▶ _To do_
Please return the passage on alien colonization word for word, everything from "I think the 70%/30%" down to "as preventing extinction.".

If you accept the self-indication assumption, you should be almost certain that we’ll encounter other civilisations if we leave the galaxy. In this case, 95 % of the reachable universe will already be colonised when Earth-originating intelligence arrives, in expectation.

The quote continues:

Of the remaining 5 %, around 70 % would eventually be reached by other civilisations, while 30 % would have remained empty in our absence.

I think the 70%/30% numbers are the relevant ones for comparing human colonization vs. extinction vs. misaligned AGI colonization. (Since 5% cuts the importance of everything equally.) 

...assuming defensive dominance in space, where you get to keep space that you acquire first. I don't know what happens without that.

This would suggest that if we're indifferent between space being totally uncolonized and being colonized by a certain misaligned AGI and if we're indifferent between aliens and humans colonizing space: then preventing that AGI is ~3x as good as preventing extinction.

If we value aliens less than humans, it's less. If we value the AGI positively, it's also less. If we value the AGI negatively, it'd be more.

We wrote a bit about a related topic in part 2.1 here: https://forum.effectivealtruism.org/posts/NfkEqssr7qDazTquW/the-expected-value-of-extinction-risk-reduction-is-positive

In there, we also cite a few posts by people who have thought about similar issues before. Most notably, as so often, this post by Brian Tomasik:

https://foundational-research.org/risks-of-astronomical-future-suffering/#What_if_human_colonization_is_more_humane_than_ET_colonization

I think your reasoning is basically correct (as far as I can tell), at least your conclusion that "we should devote more effort into averting existential risks that make such colonization less likely" (given your premise that alien civs would be somewhat valuable). I feel like your appeal to evolution is a somewhat convincing first-pass argument for your premise that alien civilizations would likely instantiate value, though I wouldn't be that surprised if that premise turned out to be wrong after more scrutiny. I feel less sure about your claims regarding which catastrophes would make alien civs more or less likely, though I would agree at least crudely/directionally. (But e.g. I think there are many 'AI catastrophes' that would be quite compatible with alien civs.)

▶ _Data shown_
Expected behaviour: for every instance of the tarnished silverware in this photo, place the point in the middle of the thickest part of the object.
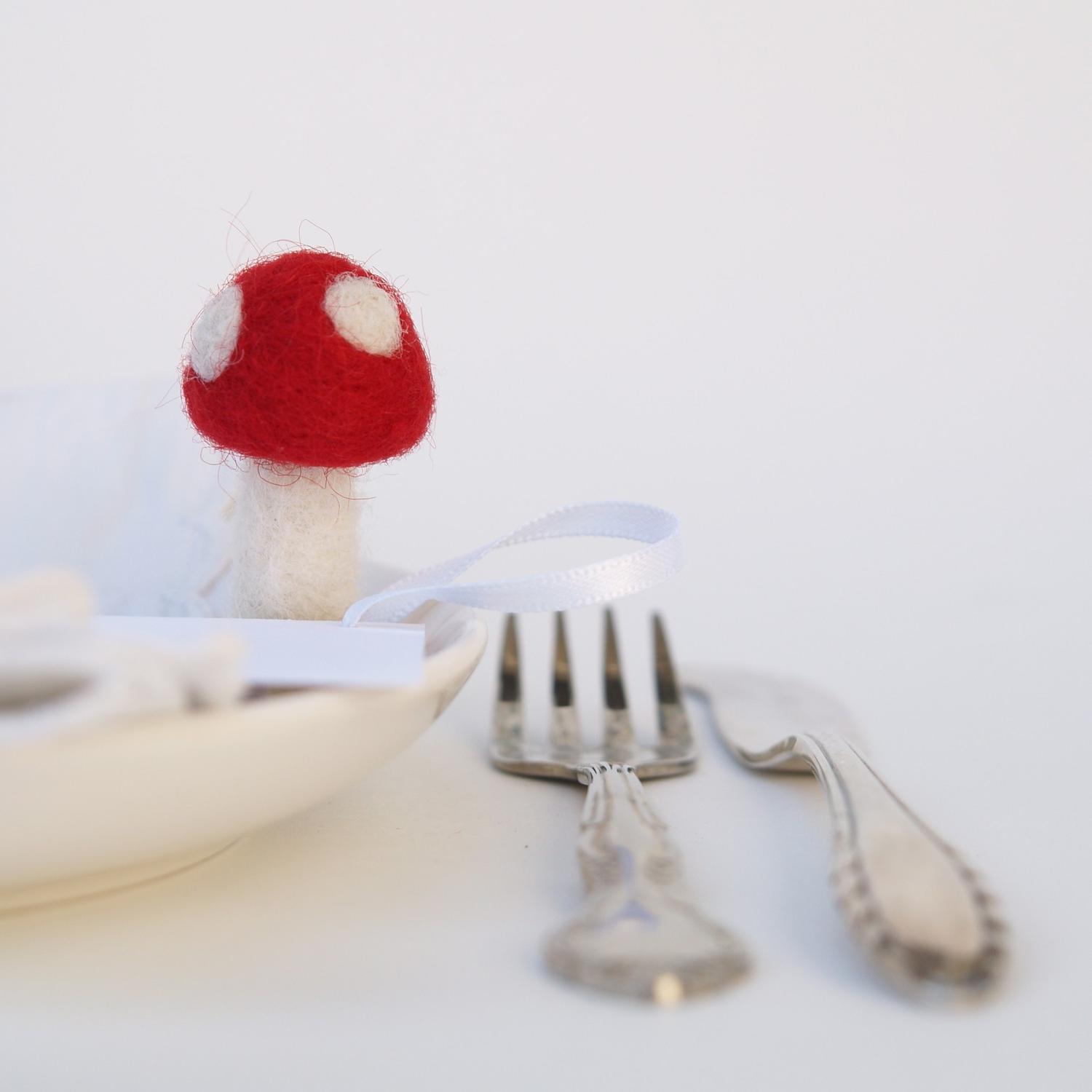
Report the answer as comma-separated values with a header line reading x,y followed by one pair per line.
x,y
639,933
921,914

▶ _Response_
I think the 70%/30% numbers are the relevant ones for comparing human colonization vs. extinction vs. misaligned AGI colonization. (Since 5% cuts the importance of everything equally.) 

...assuming defensive dominance in space, where you get to keep space that you acquire first. I don't know what happens without that.

This would suggest that if we're indifferent between space being totally uncolonized and being colonized by a certain misaligned AGI and if we're indifferent between aliens and humans colonizing space: then preventing that AGI is ~3x as good as preventing extinction.